***** DOCUMENT SECTION *****

Delphi 2010: Advantage of running multi threads if cannot allocate memory to create object for calculation in each thread

My Previous Question
From the above answer, means if in my threads has create objects, i will face memory allocation/deallocation bottleneck, thus result running threads may slower or no obvious time taken diff. than no thread. What's the advantages of running multi threads in the application if I cannot allocate memory to create the object for calculations in my thread?
What's the advantages of running multi threads in the application if I cannot allocate memory to create the objects for calculations in my thread?
It depends on where your bottlenecks are. If your bottleneck is the amount of memory available, then creating more threads won't help. Or, if I/O is a bottleneck, trying to parallelize will just slightly slow down everything because of context switching. It's like trying to make an underpowered car faster by putting wider tyres in it: fixing the wrong thing doesn't help.
Threads are useful when the bottleneck is the processor and there are several processors available.
Well, if you allocate chunks of memory in a loop, things will slow down.
If you can create your objects once at the beginning of TThread.execute, the overhead will be smaller.
Threads can also be benificial if you have to wait for IO-operations, or if you have expensive calculations to do on a machine with more than one physical core.
If you have memory intensive threads (many memory allocations/deallocations) you better use TopMM instead of FastMM:
FastMM uses a lock which blocks all other threads, TopMM does not so it scales much better on multi cores/cpus!
When it comes to multithreding, shared resources issues will always arise (with current technology). All resources that may need serialization (RAM, disk, etc.) are a possible bottleneck. Multithreading is not a magic solution that turns a slow app in a fast one, and not always result in better speed. Made in the wrong way, it can actually result in worse speed. it should be analyzed to find possible bottlenecks, and some parts could need to be rewritten to minimize bottlenecks using different techniques (i.e. preallocating memory, using async I/O, etc.). Anyway, performance is only one of the reasons to use more than one thread. There are several other reason, for example letting the user to be able to interact with the application while background threads perform operations (i.e. printing, checking data, etc.) without "locking" the user. The application that way could seem "faster" (the user can keep on using it without waiting) even if it is actually slowerd (it takes more time to finish operations than if made them serially).

Programming for Multi core Processors

As far as I know, the multi-core architecture in a processor does not effect the program. The actual instruction execution is handled in a lower layer.
my question is,
Given that you have a multicore environment, Can I use any programming practices to utilize the available resources more effectively? How should I change my code to gain more performance in multicore environments?
That is correct. Your program will not run any faster (except for the fact that the core is handling fewer other processes, because some of the processes are being run on the other core) unless you employ concurrency. If you do use concurrency, though, more cores improves the actual parallelism (with fewer cores, the concurrency is interleaved, whereas with more cores, you can get true parallelism between threads).
Making programs efficiently concurrent is no simple task. If done poorly, making your program concurrent can actually make it slower! For example, if you spend lots of time spawning threads (thread construction is really slow), and do work on a very small chunk size (so that the overhead of thread construction dominates the actual work), or if you frequently synchronize your data (which not only forces operations to run serially, but also has a very high overhead on top of it), or if you frequently write to data in the same cache line between multiple threads (which can lead to the entire cache line being invalidated on one of the cores), then you can seriously harm the performance with concurrent programming.

***** RAW RECORDS *****

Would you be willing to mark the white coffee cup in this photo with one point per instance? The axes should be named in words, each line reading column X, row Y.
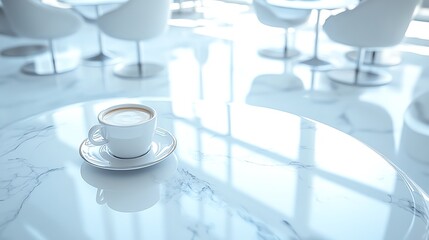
column 126, row 129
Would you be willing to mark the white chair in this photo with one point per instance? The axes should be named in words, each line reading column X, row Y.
column 137, row 20
column 279, row 17
column 33, row 19
column 423, row 12
column 17, row 51
column 372, row 24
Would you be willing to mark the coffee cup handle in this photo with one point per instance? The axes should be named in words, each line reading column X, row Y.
column 96, row 136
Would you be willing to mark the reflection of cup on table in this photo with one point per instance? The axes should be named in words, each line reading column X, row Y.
column 129, row 191
column 127, row 130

*****

**TO BE DONE**
Using the forum discussion on multithreading, explain in one to three sentences why TopMM is recommended over FastMM for memory-intensive threads.

**RESULT**
FastMM uses a lock that blocks all other threads, while TopMM does not. As a result, TopMM scales much better on multiple cores or CPUs when threads make many memory allocations and deallocations.